* [Selection]:
....

When to Use Batch Processing

Batch processing is perfect for:

Converting 100+ PDFs with one library
Testing multiple libraries on entire corpus
Production automation jobs
Legacy archive digitization
Enterprise migrations

Parallel Processing Guidelines

Choose workers based on library and hardware:

Library	CPU Usage	Recommended Workers
PyMuPDF4LLM	Low	8-16
MarkItDown	Medium	4-8
Unstructured	Medium	4-6
Marker (ML)	High	2-4
OCR (Paddle/Tesseract)	Very High	1-2

# Fast library, beefy server
pdfstract batch ./docs --library pymupdf4llm --parallel 16

# Slow ML library
pdfstract batch ./docs --library marker --parallel 2

# Medium library, balanced
pdfstract batch ./docs --library unstructured --parallel 6

Error Handling

Without --skip-errors (default):

Stops on first error
Exit code 1 if failures occur
Best for strict pipelines

With --skip-errors:

Continues processing all files
Failed files marked in report
Exit code 0 (always succeeds)
Best for best-effort processing

# Strict mode (fail on errors)
pdfstract batch ./docs --library unstructured --output ./result

# Best-effort mode (skip errors)

....

(Entries from a point annotation set)
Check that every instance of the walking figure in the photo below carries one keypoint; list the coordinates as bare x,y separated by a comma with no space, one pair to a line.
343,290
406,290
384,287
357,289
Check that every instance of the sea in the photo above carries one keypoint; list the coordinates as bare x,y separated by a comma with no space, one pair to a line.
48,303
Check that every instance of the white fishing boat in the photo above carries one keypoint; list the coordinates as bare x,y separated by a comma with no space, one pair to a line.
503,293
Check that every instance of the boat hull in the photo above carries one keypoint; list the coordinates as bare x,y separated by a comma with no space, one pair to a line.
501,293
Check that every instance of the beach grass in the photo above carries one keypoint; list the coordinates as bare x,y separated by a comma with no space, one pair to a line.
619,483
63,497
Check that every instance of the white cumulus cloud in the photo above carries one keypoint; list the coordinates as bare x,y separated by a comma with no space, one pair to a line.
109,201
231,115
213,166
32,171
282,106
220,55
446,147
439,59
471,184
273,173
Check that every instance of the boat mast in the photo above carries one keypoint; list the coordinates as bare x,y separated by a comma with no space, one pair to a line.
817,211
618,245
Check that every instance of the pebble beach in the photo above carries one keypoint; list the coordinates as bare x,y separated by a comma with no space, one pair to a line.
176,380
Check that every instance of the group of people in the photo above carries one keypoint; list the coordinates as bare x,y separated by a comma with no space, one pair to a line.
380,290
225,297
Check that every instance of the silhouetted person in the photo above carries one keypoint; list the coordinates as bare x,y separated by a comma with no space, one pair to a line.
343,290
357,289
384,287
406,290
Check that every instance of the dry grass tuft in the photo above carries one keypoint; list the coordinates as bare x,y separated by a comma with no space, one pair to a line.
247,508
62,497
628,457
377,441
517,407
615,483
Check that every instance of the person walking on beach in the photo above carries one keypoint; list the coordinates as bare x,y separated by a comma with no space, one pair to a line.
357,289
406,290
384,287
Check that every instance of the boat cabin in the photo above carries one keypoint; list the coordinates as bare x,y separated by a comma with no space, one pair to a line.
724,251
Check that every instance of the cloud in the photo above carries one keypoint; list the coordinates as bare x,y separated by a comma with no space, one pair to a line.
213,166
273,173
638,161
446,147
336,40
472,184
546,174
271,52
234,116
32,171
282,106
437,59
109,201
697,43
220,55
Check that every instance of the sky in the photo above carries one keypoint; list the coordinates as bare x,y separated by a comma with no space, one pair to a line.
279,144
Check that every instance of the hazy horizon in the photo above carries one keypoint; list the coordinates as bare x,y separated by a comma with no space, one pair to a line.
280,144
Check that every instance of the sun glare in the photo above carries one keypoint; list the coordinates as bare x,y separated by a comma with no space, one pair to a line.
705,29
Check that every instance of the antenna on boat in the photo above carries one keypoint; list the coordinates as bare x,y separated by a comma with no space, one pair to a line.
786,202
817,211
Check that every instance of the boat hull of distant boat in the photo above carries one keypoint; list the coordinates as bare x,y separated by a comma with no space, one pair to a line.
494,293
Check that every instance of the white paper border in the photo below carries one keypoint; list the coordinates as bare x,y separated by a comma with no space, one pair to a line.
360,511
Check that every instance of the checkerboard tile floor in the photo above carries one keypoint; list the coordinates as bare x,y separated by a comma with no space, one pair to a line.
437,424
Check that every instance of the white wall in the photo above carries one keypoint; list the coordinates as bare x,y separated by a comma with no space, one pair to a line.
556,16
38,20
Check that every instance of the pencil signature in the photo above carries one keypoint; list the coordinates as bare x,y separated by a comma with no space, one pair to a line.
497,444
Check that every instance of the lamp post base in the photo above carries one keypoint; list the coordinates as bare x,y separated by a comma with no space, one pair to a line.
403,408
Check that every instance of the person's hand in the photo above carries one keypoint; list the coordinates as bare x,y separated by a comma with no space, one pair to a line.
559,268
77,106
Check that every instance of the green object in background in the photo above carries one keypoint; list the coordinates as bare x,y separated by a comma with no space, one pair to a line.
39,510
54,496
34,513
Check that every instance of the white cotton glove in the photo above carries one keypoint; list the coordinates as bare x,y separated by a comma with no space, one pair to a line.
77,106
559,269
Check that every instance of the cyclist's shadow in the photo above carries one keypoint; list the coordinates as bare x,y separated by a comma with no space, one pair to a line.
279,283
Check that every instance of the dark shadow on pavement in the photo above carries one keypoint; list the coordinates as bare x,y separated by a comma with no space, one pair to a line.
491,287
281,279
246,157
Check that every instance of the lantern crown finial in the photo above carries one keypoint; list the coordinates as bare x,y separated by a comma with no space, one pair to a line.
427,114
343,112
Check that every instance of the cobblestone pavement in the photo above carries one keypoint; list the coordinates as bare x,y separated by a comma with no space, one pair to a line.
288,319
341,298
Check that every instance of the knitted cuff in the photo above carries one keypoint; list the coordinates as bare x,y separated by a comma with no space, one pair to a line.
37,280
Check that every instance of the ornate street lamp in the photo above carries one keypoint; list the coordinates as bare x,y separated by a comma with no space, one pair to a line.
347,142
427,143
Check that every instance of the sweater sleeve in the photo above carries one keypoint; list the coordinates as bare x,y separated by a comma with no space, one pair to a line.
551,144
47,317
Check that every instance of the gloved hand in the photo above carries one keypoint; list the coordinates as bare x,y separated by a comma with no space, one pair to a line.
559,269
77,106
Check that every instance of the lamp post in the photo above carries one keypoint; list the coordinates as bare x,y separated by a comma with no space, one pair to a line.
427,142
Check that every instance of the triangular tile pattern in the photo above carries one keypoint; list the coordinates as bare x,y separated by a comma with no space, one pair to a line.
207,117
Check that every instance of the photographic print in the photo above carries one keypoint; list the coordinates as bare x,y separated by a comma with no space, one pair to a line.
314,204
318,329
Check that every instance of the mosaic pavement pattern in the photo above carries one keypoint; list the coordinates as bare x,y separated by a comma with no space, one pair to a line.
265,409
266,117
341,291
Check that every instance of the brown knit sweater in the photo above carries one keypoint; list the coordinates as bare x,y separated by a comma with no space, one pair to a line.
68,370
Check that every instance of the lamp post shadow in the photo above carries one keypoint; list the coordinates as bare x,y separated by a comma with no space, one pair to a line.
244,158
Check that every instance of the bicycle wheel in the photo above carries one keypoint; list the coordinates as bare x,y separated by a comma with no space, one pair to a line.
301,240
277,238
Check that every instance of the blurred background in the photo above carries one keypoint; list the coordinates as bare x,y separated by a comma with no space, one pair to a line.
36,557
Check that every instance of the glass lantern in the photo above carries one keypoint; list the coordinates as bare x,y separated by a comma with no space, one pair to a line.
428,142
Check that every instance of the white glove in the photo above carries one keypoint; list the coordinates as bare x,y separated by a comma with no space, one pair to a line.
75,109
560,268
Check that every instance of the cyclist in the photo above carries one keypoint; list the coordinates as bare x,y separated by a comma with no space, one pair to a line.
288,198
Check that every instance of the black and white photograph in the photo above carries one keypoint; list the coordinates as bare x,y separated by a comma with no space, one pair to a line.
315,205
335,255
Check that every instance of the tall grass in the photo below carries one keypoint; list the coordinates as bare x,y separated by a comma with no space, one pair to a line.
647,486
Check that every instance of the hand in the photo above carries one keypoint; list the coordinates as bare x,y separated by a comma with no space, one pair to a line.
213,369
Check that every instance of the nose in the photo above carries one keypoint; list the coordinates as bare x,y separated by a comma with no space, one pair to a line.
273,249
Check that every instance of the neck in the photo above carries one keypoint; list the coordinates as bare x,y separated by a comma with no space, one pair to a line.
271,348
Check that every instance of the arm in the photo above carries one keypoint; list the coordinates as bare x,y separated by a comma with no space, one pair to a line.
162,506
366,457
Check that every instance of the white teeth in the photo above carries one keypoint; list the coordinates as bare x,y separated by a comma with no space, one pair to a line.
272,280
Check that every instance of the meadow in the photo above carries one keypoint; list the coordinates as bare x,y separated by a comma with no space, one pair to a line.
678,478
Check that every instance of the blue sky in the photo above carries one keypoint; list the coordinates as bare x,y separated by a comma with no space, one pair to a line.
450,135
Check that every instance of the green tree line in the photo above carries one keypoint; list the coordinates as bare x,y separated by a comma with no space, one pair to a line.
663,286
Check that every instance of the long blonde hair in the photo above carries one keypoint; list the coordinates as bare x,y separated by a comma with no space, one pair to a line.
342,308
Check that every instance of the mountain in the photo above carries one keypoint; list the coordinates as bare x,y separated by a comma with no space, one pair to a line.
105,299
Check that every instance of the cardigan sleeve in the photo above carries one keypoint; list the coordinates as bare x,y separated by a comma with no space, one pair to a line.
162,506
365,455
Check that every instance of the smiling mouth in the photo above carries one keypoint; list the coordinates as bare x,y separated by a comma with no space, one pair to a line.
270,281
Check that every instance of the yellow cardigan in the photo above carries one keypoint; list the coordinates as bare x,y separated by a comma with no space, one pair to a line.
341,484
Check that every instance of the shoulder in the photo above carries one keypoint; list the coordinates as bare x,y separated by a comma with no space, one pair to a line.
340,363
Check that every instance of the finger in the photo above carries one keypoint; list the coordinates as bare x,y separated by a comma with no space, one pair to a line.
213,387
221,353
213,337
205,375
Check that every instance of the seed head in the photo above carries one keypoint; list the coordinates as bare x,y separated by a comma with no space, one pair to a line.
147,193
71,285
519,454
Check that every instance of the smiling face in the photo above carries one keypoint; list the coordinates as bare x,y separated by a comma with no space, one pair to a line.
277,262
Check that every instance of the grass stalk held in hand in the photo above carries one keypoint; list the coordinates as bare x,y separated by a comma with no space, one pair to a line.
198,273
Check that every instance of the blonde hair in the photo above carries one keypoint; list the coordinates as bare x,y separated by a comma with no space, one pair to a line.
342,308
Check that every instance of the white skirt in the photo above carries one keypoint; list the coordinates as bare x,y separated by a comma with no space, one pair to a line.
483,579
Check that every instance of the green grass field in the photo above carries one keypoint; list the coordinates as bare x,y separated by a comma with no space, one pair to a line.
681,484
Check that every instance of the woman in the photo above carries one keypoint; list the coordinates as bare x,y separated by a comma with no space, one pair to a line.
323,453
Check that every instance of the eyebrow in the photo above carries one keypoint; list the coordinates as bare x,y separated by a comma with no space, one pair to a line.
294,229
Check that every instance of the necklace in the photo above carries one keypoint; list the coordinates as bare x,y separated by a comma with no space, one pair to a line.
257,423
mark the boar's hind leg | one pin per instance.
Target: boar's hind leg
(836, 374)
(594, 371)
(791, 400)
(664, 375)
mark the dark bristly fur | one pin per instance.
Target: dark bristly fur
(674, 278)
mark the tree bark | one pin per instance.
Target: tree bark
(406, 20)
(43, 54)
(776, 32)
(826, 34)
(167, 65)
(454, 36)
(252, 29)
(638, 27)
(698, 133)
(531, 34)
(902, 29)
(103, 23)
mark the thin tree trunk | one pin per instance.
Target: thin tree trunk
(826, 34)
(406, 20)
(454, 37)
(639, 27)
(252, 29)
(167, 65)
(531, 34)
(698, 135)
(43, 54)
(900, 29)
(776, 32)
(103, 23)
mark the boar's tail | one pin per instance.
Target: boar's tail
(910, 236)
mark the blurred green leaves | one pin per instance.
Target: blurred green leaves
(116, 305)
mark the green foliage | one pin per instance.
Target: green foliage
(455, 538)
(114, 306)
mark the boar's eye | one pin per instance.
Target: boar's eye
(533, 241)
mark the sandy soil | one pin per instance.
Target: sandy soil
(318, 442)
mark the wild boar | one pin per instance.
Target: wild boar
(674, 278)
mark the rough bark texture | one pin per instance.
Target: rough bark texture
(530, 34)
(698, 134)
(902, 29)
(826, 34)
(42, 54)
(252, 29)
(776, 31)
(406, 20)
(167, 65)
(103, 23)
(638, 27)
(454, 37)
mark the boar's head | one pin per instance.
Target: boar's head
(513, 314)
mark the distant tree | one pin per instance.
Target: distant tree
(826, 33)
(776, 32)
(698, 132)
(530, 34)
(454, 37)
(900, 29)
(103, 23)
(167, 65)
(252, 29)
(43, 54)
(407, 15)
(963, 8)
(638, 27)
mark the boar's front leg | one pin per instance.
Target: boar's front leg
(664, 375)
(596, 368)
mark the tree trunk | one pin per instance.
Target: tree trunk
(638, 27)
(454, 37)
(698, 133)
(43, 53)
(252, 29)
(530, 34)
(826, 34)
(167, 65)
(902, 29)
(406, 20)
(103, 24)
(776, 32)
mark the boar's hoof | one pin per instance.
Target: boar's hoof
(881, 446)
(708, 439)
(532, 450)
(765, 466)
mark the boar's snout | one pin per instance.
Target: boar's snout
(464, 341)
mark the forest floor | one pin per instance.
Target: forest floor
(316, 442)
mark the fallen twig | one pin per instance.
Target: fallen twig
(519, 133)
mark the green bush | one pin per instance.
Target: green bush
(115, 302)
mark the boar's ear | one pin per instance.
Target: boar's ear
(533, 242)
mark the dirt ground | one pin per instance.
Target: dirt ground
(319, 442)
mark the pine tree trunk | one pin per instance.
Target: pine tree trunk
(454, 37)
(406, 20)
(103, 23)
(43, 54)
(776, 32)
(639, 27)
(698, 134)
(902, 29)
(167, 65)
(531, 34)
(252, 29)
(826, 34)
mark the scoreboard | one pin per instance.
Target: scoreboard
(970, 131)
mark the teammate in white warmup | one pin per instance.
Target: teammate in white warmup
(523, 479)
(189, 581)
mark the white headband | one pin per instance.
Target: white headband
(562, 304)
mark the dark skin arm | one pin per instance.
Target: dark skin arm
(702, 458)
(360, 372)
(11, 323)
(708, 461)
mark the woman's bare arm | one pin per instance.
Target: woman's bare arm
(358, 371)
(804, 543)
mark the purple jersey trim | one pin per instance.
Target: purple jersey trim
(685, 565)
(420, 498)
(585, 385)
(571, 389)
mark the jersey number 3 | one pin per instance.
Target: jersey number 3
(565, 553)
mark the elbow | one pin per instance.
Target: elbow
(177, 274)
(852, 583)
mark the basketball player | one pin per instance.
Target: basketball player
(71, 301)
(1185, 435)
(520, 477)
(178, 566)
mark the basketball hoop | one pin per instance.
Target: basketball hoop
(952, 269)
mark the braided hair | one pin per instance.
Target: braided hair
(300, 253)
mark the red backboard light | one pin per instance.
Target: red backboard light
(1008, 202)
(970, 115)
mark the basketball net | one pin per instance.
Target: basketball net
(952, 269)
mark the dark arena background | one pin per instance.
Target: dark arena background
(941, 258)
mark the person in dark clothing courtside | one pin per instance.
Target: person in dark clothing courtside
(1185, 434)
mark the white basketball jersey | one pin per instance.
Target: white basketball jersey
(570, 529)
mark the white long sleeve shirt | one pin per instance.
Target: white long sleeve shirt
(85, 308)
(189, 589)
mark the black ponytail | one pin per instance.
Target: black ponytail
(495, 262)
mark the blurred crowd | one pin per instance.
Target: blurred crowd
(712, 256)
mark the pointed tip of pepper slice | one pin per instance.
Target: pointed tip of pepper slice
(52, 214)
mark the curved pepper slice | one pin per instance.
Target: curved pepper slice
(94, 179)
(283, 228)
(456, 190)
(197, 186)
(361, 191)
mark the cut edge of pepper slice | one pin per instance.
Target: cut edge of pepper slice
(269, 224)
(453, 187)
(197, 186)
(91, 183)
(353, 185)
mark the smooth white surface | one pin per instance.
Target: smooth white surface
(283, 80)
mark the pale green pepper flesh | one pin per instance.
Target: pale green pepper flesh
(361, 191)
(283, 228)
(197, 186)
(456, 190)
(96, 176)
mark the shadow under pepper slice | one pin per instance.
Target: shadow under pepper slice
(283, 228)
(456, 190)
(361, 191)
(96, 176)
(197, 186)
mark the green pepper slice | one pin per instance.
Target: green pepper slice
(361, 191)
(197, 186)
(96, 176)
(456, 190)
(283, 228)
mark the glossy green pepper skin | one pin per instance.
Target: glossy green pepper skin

....

* [Given task A]:
Answer these questions from the batch processing text:
(i) What range of workers is recommended for MarkItDown?
(ii) What exit code does a run with --skip-errors return?
(iii) What CPU usage is listed for Marker (ML)?
* [Given task B]: Pick up the batch processing text after its last line and carry it on.

* [Task answer A]:
(i) 4-8
(ii) Exit code 0
(iii) High

* [Task answer B]:
pdfstract batch ./docs --library unstructured --output ./result --skip-errors

Parsing Batch Reports

Use jq to analyze batch reports:

# Overall statistics
jq '.statistics' batch_report.json

# Success rate
jq '.statistics.success / .total_files * 100' batch_report.json

# Failed files only
jq '.files | to_entries[] | select(.value.status=="failed")' batch_report.json

# Average output size
jq '.files | to_entries[] | select(.value.status=="success") | .value.size_bytes' batch_report.json | \
  awk '{sum+=$1; count++} END {print sum/count/1024 " KB"}'

Real-World Examples

Example 1: Law Firm Document Digitization

Scenario: Convert 5,000 case files to searchable markdown

# Step 1: Test on sample (5 cases)
pdfstract compare case_1.pdf case_2.pdf case_3.pdf \
  -l marker \
  -l unstructured \
  -l docling \
  --output ./test_results

# Step 2: Review outputs, pick best library (e.g., docling)

# Step 3: Full batch conversion (5,000 cases)
pdfstract batch ./all_cases \
  --library docling \
  --format markdown \
  --output ./converted_cases \
  --parallel 8 \
  --skip-errors

# Step 4: Monitor results
jq '.statistics' ./converted_cases/batch_report.json

Results: 2 months manual work → 12 hours automated. $100k labor cost → $500 compute cost.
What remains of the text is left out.